My mother studied history at Vienna University, and as children, my brother and I reveled in her tales of heroes from ancient Greece and Rome; of the fierce Moghuls and the conquering Ottomans; or of medieval mysteries; and always, there were knights in shining armour doing what they should. Perhaps it was inevitable that I too studied history and history of art and after my marriage, writing seemed the best option as a profession.
Following the birth of my two children, in 1981 I began and five happy years of research and writing later, "Crowned in a Far Country: Portraits of Eight Royal Brides" was published. While deciding on my choice of heroine, I discovered that often it was not the queen who was the real "first lady" of her country who had the most influence on her husband or the arts, theatre, music, interior design, gardens or child rearing. Sometimes it was the royal mistress, the choice of the king's heart and not one dictated by politics. Beginning with the 16th , I chose an impressive royal mistress a century.
In 1991, "Cupid and the King: Five Royal Paramours" was published. Once again, that last book led me to my next subject. A large number of English speaking readers let me know that they had heard of each royal mistress from "Cupid" except for Diane de Poitiers -- only to the French did her name seem familiar and mostly not more than that -- but then the French had not heard of Nell Gwyn either. Of them all, Diane was my favourite. I decided to write her biography without knowing at the time that she was my direct ancestor. In 2004 Diane de Poitiers' biography, "The Serpent and the Moon: Two Rivals for the Love of a King", was published to pleasing acclaim from France!
Diane was an aristocratic girl born in 1500 and betrothed to Louis de Brézé, a grand courtier aged fifty-six when she was a maid of fifteen. He had been twice widowed, no children, and the union, considered most appropriate by the court of France, was arranged by the formidable royal Princess Anne de Beaujeu, twice regent of France, who had also arranged the marriage of Diane's parents. Surely an advantageous match I thought, or why pair such an unlikely couple? But who was Louis de Brézé that he should be such a catch for the equally well-born Diane de Poitiers, thirty years his junior?

> **Goals**
**1)** In the account of the royal biographies, what year was "Cupid and the King: Five Royal Paramours" published?
**2)** Pick up the account of the royal biographies after its final sentence and carry it forward.
The entries that come after this are not needed.

> **Information supplied**
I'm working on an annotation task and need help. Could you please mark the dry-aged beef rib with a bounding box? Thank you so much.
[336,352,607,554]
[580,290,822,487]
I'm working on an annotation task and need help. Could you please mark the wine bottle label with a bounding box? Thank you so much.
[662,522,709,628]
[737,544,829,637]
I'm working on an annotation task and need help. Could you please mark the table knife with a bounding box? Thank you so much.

--

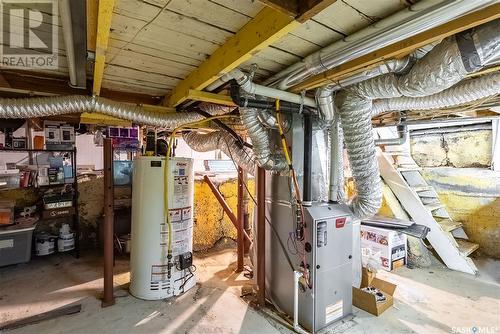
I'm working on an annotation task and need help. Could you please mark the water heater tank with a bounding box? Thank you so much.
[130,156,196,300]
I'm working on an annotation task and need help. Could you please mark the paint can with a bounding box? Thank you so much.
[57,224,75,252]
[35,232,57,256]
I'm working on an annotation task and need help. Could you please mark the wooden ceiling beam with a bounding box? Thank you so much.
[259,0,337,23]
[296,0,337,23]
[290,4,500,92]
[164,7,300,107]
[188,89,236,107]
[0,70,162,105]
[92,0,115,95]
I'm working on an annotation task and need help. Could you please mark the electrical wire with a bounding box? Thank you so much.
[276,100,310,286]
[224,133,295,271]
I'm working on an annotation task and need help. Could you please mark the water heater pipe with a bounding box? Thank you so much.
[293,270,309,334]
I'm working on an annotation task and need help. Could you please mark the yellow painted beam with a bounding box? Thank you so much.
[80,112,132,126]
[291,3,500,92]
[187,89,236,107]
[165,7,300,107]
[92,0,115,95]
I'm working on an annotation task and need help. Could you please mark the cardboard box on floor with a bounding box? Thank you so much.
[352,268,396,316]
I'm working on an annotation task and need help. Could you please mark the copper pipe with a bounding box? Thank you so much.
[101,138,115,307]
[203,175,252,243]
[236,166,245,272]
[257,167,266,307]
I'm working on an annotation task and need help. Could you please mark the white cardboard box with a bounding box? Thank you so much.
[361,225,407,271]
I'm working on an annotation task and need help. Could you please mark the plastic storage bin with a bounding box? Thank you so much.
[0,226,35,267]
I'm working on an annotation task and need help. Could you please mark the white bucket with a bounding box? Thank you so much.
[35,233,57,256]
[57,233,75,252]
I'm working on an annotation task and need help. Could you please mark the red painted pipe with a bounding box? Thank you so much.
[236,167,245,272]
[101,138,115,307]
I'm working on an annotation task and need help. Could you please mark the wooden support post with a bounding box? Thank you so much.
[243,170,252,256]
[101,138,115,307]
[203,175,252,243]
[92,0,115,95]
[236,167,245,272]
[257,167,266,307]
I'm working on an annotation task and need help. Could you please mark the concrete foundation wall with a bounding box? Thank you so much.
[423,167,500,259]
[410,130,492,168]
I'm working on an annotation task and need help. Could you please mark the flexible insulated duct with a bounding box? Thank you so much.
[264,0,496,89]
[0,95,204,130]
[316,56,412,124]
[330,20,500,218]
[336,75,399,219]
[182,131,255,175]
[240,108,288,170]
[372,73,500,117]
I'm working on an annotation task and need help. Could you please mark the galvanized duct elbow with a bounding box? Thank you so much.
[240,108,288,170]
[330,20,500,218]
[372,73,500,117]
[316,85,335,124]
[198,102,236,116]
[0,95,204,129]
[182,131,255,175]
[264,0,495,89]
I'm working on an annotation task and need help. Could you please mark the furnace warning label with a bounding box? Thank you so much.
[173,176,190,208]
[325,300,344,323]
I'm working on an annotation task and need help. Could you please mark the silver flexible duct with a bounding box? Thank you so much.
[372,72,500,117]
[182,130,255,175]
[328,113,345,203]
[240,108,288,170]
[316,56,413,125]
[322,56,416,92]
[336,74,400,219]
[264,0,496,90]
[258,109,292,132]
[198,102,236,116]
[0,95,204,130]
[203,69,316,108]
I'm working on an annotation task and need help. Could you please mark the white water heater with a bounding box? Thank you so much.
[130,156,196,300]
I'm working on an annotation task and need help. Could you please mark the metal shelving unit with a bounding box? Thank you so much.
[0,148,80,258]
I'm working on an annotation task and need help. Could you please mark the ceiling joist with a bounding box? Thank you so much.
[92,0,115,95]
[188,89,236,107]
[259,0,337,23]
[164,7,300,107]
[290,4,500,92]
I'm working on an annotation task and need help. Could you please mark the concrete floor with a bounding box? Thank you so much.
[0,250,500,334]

* * *

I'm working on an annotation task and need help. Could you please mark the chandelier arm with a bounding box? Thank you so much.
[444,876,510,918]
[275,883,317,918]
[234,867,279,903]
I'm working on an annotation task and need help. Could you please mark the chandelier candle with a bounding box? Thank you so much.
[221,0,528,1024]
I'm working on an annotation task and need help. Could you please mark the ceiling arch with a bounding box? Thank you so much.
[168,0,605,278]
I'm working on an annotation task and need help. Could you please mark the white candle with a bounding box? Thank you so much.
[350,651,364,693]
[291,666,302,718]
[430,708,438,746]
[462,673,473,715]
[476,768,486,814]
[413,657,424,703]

> **The replies**
**1)** 1991

**2)**
I discovered that he was the godson of King Louis XI, a previous monarch, who had arranged for Jacques de Brézé, the son of a wise, older friend, to wed his beloved half-sister, Charlotte de France. And who was she, I wondered? None other than the legitimised daughter of the legendary beauty Agnès Sorel, mistress of Louis' father, Charles VII. Agnès had not only been the guiding light of that dissipated king, twenty years her senior, but also his one and only true love. It was said that Charlotte de France was ravishingly beautiful as her mother, but not as chaste! Her husband Jacques, the king's young friend and a famous huntsman, caught his lovely wife in flagrante with his own Master of the Horse -- and ran them both through "one hundred times" they said at his trial!
Louis was rather fond of Charlotte and for the crime of killing the king's sister, Jacques de Brézé was caged -- but not for too long since the king's hunting dwindled to poor sport without his young friend by his side.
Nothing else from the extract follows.